*** Text
Physical characteristics
- Source: West Branch Lackawaxen River
- • location: Confluence above Belmont Lake, in Orson and Poyntelle
- • coordinates: 41°47′31″N 75°25′54″W﻿ / ﻿41.79194°N 75.43167°W
- • elevation: 1,840 ft (560 m)
- 2nd source: Johnson Creek
- • location: Mt. Pleasant Twp.
- • coordinates: 41°44′45″N 75°23′1″W﻿ / ﻿41.74583°N 75.38361°W
- • elevation: 1,480 ft (450 m)
- Source confluence: E of PA 170
- • location: Creamtown
- • coordinates: 41°40′40″N 75°22′44″W﻿ / ﻿41.67778°N 75.37889°W
- • elevation: 1,250 ft (380 m)
- Mouth: Delaware River
- • location: Lackawaxen
- • coordinates: 41°29′13″N 74°59′14″W﻿ / ﻿41.48694°N 74.98722°W
- • elevation: 580 ft (180 m)
- Length: 31 mi (50 km)
- Basin size: 598 sq mi (1,550 km^{2})
- • location: Rowland
- • average: 1,318 cu ft/s (37.3 m^{3}/s)
- • minimum: 53 cu ft/s (1.5 m^{3}/s)
- • maximum: 13,208 cu ft/s (374.0 m^{3}/s)
- • location: Honesdale
- • average: 394 cu ft/s (11.2 m^{3}/s)
- • maximum: 34,000 cu ft/s (960 m^{3}/s)

Basin features
- • right: Wallenpaupack Creek

= Lackawaxen River =

The Lackawaxen River is a 31.3 mi tributary of the Delaware River in northeastern Pennsylvania in the United States. The river flows through a largely rural area in the northern Pocono Mountains, draining an area of approximately 598 sqmi.

Its source is in the borough of Prompton in western Wayne County, at the confluence of the West Branch and Van Auken Creek. It flows past Honesdale and Hawley, where it is joined from the southwest by Wallenpaupack Creek and by Middle Creek. Water discharged from the Lake Wallenpaupack hydroelectric facility enters the river downstream from Hawley. The river continues east and joins the Delaware at Lackawaxen. East of Honesdale, it was deepened as part of the Delaware and Hudson Canal project.

The river is a popular destination for canoeing and recreational fly fishing for trout. It was reportedly where the American author Zane Grey first learned to fly fish. The Stourbridge Line railroad follows the river from Honesdale to its discharge at Lackawaxen.

Lackawaxen is Lenape for "swift waters".

==West Branch Lackawaxen River==
The West Branch, approximately 21.5 mi long, rises from a confluence of several small streams in the villages of Orson and Poyntelle in northern Wayne County, and flows south-southeast through Belmont Lake in Belmont Corners. After a second confluence, with Johnson Creek, it flows southeast through Prompton Lake reservoir, to a third confluence, with Van Auken Creek, to form the main stem.
******
*** Listed entries
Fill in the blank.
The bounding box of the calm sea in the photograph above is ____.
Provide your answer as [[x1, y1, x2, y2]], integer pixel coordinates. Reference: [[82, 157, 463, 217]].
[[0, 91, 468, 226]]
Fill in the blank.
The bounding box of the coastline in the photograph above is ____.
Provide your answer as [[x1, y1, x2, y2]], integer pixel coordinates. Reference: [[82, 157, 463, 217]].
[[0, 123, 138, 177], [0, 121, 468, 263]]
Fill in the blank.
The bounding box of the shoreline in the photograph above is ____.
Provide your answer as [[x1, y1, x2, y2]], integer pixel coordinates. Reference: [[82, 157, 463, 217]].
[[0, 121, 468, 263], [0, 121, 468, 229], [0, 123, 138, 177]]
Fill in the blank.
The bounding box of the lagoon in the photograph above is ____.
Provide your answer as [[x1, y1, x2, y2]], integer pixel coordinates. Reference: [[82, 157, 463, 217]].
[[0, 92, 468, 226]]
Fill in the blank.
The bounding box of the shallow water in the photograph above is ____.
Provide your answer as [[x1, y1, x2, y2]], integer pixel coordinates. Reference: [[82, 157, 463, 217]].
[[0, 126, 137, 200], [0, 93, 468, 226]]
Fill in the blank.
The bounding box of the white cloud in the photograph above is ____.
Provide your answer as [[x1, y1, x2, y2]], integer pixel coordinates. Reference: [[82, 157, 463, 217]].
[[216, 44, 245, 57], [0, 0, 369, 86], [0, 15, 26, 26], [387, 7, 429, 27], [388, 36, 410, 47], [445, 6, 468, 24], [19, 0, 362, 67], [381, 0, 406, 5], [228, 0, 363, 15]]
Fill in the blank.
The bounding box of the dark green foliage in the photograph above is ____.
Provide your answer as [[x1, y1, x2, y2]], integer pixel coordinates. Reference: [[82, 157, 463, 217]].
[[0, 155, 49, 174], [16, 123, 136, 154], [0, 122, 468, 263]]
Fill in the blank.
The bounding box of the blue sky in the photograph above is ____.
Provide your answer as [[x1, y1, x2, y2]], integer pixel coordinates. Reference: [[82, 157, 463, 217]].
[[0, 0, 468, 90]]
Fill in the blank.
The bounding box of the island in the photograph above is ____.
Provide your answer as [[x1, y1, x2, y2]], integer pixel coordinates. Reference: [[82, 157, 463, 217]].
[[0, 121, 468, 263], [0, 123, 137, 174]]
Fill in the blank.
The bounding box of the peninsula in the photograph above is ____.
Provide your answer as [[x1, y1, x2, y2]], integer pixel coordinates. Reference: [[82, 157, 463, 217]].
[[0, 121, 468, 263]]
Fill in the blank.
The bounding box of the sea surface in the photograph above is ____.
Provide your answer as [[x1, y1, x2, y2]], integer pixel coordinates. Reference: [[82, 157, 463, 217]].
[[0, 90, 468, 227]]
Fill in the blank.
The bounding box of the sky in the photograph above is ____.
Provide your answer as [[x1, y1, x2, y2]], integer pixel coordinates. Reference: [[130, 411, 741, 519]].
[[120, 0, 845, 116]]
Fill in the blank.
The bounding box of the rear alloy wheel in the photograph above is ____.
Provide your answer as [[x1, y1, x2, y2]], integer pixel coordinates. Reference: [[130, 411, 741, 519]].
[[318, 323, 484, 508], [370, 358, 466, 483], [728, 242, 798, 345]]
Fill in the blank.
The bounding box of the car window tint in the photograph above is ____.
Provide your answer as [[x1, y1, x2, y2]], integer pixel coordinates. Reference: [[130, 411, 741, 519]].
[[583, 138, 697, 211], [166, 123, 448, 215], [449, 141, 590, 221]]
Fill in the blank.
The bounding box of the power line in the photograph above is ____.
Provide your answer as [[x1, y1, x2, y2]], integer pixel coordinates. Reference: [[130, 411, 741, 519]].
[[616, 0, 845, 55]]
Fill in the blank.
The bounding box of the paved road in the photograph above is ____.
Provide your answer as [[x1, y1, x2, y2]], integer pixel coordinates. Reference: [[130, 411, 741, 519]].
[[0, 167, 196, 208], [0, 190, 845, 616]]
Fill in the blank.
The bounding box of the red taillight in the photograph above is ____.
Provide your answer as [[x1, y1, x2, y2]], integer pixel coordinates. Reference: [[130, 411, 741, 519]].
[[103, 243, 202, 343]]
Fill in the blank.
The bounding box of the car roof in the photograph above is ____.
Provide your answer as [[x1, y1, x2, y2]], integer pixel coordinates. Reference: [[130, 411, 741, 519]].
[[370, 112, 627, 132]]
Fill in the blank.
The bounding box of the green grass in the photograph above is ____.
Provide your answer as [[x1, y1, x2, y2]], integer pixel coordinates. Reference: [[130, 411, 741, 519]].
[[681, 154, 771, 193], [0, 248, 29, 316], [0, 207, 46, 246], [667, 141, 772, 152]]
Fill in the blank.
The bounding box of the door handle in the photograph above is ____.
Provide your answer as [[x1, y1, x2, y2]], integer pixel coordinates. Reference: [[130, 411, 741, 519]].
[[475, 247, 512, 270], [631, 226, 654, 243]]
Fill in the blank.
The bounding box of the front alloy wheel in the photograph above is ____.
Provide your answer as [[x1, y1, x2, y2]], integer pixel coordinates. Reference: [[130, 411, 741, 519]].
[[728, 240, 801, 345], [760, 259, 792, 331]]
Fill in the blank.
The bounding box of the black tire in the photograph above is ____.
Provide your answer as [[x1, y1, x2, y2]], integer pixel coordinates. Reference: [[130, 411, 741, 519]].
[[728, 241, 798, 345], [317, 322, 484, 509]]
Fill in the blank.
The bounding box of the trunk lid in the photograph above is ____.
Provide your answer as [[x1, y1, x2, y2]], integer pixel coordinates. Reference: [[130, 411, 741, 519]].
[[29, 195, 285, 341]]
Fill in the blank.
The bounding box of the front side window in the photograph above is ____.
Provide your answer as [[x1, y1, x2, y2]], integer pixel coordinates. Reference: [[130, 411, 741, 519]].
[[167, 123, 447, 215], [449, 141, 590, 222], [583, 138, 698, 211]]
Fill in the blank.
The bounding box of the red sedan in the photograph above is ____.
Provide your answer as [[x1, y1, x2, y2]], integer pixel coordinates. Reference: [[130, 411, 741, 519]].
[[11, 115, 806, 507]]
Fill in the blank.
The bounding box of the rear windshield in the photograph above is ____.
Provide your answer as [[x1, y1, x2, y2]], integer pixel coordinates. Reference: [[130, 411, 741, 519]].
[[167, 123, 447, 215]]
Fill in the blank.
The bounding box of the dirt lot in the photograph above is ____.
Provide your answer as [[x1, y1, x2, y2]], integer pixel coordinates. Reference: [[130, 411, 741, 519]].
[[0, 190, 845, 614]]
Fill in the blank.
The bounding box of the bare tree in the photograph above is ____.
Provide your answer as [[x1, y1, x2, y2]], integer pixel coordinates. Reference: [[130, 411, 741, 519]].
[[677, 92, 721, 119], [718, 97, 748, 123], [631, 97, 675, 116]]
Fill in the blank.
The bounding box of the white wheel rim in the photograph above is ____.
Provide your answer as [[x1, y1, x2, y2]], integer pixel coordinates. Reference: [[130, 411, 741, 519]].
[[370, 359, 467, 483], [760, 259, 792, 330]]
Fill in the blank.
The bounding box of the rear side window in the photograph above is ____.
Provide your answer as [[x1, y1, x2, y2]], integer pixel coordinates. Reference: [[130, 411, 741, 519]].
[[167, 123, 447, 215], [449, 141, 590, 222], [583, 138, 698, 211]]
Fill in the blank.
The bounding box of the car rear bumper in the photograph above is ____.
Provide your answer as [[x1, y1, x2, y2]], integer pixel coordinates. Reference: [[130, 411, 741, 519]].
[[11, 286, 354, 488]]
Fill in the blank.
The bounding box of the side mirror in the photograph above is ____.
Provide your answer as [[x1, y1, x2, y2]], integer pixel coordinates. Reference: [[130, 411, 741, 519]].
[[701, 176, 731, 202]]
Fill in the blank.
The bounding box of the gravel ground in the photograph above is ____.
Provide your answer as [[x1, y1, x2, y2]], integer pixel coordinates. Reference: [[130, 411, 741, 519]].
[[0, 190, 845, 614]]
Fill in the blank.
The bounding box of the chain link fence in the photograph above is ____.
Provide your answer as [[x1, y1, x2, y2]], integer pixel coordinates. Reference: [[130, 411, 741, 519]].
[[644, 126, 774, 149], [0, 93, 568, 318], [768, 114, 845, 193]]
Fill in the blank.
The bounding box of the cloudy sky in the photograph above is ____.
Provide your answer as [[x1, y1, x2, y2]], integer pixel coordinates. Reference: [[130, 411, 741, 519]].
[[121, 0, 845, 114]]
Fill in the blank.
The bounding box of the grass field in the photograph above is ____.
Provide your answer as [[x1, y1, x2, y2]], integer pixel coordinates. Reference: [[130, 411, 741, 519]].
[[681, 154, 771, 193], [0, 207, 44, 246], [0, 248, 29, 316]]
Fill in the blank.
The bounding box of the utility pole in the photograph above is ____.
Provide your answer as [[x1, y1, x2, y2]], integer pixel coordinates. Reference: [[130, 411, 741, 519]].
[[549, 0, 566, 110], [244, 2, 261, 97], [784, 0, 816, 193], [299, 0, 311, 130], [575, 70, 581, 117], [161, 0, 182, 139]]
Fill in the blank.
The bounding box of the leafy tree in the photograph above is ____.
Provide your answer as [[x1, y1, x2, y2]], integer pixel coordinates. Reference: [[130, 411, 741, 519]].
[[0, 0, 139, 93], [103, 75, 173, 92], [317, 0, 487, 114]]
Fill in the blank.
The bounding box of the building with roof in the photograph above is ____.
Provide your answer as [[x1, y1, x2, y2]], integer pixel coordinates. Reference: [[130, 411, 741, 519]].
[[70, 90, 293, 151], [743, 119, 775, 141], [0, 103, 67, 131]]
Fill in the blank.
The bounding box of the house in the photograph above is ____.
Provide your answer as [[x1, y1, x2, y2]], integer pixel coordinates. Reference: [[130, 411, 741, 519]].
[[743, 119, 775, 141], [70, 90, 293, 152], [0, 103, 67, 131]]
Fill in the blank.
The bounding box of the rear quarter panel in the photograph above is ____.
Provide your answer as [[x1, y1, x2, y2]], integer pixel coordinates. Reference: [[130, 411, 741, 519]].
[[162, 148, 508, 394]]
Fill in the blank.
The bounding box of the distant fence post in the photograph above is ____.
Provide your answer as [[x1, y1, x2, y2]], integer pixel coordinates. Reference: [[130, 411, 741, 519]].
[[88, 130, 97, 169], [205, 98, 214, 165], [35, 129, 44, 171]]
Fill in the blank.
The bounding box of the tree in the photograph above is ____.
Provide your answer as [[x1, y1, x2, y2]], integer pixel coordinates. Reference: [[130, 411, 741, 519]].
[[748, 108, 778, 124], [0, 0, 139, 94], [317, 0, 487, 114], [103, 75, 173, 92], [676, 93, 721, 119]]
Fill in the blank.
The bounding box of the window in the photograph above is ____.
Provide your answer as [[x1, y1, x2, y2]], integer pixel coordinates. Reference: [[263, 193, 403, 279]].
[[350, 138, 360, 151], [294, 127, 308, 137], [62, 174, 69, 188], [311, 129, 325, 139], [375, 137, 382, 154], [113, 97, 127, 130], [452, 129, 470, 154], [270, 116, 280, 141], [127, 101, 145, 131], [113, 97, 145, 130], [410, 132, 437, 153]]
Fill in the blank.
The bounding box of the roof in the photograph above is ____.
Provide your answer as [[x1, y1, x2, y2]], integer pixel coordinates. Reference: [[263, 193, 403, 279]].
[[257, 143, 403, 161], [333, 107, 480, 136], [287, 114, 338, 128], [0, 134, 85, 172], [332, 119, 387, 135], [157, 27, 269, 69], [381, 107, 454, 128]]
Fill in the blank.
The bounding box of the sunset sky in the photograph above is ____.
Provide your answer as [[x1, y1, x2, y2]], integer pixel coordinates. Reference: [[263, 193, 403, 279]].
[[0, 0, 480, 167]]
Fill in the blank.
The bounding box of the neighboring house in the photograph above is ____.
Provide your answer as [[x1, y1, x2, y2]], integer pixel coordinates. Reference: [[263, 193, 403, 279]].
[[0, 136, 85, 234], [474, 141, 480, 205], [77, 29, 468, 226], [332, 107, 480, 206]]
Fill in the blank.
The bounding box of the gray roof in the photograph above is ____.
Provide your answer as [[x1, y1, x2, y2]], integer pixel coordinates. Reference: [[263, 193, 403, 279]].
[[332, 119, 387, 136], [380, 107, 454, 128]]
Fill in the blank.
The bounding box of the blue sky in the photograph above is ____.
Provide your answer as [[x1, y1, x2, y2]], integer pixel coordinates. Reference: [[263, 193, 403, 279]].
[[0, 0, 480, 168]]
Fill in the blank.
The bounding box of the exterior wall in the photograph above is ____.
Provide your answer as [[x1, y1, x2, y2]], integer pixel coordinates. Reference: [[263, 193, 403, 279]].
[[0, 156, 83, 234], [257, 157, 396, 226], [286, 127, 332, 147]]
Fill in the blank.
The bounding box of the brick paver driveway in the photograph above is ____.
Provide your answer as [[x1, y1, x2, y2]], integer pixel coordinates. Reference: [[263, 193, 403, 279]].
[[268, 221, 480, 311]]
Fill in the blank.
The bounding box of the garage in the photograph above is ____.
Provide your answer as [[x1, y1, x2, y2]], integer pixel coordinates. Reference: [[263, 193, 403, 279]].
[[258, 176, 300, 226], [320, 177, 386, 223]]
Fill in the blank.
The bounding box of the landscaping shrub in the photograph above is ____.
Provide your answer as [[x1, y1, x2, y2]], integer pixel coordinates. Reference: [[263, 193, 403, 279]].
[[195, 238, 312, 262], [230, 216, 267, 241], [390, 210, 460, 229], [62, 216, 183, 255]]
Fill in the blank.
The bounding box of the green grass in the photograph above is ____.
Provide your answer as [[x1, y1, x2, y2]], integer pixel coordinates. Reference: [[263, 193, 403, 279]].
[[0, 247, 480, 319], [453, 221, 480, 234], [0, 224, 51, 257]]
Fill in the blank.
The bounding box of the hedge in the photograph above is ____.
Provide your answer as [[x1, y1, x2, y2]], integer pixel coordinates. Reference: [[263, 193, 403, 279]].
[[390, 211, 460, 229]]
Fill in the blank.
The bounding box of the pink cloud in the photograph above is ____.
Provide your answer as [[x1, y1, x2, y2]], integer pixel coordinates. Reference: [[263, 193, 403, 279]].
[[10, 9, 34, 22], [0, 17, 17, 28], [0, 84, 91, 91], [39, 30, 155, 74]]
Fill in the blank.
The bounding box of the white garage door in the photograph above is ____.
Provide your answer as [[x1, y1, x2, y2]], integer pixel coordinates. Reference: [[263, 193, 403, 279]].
******
* Task instructions
According to the text on the Lackawaxen River, what does the name "Lackawaxen" mean in Lenape?

* Final answer
It means "swift waters."